_What needs to be done_
Lines before the one containing "the pale blue" are excluded; retype that line and all remaining lines of the material exactly.

** begin Supplied data **

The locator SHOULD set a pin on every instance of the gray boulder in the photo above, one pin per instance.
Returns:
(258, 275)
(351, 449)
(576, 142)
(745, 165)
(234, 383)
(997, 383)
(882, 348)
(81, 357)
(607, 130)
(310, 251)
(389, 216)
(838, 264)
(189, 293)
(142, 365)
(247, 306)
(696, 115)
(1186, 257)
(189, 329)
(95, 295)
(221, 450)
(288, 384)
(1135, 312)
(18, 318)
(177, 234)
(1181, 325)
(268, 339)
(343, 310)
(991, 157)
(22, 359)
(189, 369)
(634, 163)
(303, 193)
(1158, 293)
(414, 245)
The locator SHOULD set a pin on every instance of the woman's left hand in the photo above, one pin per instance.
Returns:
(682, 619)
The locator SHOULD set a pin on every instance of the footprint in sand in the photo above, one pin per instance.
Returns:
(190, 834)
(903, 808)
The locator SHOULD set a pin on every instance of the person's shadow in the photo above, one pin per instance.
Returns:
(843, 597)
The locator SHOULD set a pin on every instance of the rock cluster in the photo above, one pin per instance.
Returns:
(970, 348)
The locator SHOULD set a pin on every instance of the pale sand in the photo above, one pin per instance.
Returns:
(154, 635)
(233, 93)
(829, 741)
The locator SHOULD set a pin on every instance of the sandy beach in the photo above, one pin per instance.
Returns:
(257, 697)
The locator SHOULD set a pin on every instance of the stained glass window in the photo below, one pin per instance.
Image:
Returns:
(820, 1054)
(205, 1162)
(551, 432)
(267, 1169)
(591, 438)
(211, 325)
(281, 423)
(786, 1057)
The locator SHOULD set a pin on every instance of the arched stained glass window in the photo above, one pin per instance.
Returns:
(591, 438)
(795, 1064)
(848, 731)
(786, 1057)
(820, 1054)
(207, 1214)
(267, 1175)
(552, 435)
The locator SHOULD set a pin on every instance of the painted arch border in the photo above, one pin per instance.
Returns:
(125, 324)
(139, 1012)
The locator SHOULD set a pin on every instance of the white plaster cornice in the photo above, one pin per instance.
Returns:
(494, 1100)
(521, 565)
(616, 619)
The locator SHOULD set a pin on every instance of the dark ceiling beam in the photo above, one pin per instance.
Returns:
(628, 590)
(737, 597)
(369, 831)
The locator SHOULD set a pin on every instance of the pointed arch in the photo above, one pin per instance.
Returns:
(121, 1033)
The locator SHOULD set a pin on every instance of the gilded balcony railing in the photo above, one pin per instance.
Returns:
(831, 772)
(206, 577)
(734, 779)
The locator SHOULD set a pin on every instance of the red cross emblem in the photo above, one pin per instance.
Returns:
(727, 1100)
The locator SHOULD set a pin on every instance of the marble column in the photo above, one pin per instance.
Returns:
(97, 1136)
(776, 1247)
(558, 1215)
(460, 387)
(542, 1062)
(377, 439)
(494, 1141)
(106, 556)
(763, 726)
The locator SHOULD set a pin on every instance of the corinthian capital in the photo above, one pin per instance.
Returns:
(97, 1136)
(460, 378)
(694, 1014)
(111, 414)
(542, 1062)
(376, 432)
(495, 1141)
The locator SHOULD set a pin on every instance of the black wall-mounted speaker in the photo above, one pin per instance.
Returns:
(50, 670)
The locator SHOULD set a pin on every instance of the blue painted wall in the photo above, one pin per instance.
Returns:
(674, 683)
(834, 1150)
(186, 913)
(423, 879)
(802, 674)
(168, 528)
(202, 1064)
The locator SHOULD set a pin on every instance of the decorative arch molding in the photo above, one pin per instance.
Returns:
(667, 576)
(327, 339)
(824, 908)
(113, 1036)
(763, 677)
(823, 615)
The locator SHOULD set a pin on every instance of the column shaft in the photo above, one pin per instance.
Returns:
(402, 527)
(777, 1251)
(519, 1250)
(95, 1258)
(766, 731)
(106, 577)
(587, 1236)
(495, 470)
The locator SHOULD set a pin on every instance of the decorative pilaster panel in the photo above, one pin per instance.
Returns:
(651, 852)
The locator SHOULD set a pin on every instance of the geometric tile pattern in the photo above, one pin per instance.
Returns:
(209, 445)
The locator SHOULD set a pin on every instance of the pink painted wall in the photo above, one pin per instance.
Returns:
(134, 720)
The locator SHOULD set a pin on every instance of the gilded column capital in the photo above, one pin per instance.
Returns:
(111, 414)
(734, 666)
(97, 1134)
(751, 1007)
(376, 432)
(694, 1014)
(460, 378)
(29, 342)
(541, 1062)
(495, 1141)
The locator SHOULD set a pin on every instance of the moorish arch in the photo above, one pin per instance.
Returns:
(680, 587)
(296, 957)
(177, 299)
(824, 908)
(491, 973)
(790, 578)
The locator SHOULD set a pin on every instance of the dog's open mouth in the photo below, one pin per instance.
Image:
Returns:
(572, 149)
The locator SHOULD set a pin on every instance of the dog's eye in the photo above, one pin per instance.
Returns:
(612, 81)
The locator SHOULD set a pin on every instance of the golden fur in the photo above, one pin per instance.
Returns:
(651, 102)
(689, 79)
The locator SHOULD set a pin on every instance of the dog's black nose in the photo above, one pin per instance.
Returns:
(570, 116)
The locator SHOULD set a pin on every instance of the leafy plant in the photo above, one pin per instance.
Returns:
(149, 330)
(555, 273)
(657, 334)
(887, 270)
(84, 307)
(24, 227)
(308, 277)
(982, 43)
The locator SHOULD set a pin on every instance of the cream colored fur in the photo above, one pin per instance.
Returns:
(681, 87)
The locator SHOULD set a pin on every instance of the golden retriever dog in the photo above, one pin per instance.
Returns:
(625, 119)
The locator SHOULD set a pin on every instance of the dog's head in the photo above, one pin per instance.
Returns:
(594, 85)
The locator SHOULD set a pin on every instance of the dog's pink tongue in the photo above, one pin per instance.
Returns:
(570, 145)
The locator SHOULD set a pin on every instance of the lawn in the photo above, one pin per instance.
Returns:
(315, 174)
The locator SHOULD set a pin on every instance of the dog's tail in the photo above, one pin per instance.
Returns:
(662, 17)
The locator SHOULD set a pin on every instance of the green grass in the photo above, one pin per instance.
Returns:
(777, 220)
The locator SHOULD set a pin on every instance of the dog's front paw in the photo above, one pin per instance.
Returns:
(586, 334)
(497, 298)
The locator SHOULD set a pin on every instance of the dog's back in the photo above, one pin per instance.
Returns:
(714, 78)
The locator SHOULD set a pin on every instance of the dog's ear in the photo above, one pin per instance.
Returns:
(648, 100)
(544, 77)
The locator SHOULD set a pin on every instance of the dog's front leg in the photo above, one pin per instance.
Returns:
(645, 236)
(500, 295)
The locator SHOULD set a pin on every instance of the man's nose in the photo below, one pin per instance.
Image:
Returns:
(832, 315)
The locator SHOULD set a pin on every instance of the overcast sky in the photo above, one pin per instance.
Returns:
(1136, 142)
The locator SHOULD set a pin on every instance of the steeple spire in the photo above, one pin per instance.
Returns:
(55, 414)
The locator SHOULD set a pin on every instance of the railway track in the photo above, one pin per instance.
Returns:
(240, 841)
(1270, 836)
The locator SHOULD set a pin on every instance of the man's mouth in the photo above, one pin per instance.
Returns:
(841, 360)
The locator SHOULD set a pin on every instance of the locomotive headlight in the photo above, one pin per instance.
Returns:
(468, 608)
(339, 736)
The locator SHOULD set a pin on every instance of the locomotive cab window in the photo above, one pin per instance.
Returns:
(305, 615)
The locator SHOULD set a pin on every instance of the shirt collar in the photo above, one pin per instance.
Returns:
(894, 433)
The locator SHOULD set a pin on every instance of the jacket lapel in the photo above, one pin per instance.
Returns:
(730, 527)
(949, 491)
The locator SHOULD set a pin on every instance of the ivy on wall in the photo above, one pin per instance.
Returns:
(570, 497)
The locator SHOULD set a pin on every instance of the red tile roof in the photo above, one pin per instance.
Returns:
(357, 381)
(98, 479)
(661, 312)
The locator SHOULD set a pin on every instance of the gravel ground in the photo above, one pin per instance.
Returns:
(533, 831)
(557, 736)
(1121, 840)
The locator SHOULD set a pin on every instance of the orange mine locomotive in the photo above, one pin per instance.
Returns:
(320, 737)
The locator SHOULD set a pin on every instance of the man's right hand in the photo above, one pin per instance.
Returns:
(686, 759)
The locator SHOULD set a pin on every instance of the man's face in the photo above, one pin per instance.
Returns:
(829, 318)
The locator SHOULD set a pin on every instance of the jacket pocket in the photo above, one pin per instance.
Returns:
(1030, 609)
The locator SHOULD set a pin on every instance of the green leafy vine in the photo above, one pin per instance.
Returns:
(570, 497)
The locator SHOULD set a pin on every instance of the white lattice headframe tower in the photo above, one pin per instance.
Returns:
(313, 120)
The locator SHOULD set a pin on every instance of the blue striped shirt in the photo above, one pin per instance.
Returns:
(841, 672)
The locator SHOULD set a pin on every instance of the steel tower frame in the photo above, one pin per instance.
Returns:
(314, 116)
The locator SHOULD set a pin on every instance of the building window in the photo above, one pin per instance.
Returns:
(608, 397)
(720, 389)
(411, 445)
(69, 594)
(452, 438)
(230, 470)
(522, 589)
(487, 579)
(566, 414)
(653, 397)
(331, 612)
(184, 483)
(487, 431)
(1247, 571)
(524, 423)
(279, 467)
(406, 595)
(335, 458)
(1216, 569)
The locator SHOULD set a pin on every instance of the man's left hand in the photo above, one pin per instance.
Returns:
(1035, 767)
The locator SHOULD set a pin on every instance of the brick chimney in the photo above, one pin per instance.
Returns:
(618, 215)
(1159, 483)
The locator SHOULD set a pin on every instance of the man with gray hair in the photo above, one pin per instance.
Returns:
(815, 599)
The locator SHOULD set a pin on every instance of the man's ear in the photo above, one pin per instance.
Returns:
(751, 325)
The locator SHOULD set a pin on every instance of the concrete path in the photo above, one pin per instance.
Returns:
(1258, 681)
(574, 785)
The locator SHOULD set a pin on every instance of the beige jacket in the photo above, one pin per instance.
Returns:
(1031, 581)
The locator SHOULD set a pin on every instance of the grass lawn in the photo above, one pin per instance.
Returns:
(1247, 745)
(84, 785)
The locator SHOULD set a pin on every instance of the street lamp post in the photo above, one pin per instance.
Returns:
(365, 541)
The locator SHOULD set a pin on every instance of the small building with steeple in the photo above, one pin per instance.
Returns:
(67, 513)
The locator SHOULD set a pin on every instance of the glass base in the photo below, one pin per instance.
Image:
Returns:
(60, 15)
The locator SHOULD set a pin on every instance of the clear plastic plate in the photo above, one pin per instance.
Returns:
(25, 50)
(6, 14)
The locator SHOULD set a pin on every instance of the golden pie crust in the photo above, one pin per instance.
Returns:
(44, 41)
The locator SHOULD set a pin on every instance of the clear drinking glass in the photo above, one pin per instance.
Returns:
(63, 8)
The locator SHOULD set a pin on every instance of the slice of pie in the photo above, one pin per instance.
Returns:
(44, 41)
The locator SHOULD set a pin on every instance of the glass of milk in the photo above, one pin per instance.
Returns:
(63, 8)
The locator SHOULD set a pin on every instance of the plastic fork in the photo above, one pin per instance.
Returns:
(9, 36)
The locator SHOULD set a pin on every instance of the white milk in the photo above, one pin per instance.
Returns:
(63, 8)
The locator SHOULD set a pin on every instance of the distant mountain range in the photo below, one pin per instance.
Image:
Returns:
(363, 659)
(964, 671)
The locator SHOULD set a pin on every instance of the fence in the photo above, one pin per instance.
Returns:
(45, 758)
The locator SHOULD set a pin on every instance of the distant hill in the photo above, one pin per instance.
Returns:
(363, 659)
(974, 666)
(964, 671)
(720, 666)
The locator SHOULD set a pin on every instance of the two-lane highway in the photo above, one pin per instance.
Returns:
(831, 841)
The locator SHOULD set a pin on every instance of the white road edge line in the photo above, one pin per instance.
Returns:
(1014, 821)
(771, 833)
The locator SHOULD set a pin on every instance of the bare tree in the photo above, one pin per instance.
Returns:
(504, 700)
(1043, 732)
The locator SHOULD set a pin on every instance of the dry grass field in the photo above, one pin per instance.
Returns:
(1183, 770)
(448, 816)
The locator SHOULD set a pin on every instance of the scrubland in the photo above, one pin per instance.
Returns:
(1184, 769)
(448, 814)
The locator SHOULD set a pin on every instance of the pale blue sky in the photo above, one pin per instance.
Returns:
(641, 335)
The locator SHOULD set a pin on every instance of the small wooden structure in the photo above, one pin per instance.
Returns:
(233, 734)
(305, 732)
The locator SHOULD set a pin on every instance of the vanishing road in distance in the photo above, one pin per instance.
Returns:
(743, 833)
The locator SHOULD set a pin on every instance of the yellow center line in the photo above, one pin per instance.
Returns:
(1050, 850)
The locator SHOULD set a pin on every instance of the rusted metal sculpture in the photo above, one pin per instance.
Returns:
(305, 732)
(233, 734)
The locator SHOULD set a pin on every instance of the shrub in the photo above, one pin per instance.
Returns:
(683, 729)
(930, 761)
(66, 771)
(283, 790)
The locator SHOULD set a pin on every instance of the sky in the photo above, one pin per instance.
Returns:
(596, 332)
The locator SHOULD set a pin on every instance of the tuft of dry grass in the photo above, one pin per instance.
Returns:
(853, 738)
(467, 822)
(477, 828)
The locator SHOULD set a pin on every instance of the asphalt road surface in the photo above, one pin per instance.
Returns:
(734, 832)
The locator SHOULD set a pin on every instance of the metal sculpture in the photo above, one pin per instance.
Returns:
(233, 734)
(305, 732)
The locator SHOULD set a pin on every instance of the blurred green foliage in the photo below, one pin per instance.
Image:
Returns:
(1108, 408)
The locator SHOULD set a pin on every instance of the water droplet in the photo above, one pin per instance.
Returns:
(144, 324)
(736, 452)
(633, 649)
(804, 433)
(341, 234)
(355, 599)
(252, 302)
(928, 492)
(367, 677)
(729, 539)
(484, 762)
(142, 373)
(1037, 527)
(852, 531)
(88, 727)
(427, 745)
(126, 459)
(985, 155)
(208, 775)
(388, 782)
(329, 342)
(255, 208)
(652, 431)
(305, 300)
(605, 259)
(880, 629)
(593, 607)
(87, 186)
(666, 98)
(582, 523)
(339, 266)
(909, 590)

** end Supplied data **

_Exercise solution_
The locator SHOULD set a pin on every instance of the pale blue sky in the photo above, one pin per instance.
Returns:
(641, 335)
The locator SHOULD set a pin on every instance of the small wooden structure in the photo above, one pin per instance.
Returns:
(233, 734)
(305, 732)
The locator SHOULD set a pin on every instance of the vanishing road in distance in the photo above, one pin per instance.
Returns:
(743, 833)
The locator SHOULD set a pin on every instance of the yellow center line in the photo above, one pin per instance.
Returns:
(1050, 850)
The locator SHOULD set a pin on every instance of the rusted metal sculpture in the photo above, one pin per instance.
Returns:
(305, 732)
(233, 734)
The locator SHOULD set a pin on every instance of the shrub in the photo above, one pin per instance.
Returns:
(683, 729)
(930, 761)
(66, 771)
(283, 790)
The locator SHOULD set a pin on every instance of the sky in the photo above, one pin per instance.
Returns:
(596, 332)
The locator SHOULD set a pin on every instance of the tuft of dry grass in the photo above, one pin per instance.
Returns:
(853, 738)
(467, 822)
(477, 828)
The locator SHOULD set a pin on every instance of the asphalt road surface in the photo above, one pin per instance.
Returns:
(734, 832)
The locator SHOULD set a pin on every instance of the metal sculpture in the photo above, one pin per instance.
Returns:
(233, 734)
(305, 732)
The locator SHOULD set a pin on every instance of the blurred green foliage in the photo below, one pin per instance.
Image:
Returns:
(1108, 408)
The locator SHOULD set a pin on every instance of the water droplet in the photo above, one pin per instance.
Returns:
(144, 324)
(736, 452)
(633, 649)
(804, 433)
(341, 234)
(355, 599)
(252, 302)
(928, 492)
(367, 677)
(729, 539)
(484, 762)
(142, 373)
(1037, 527)
(852, 531)
(88, 727)
(427, 745)
(126, 459)
(985, 155)
(208, 775)
(388, 782)
(329, 342)
(255, 208)
(652, 431)
(305, 300)
(605, 259)
(880, 629)
(593, 607)
(87, 186)
(666, 98)
(582, 523)
(339, 266)
(909, 590)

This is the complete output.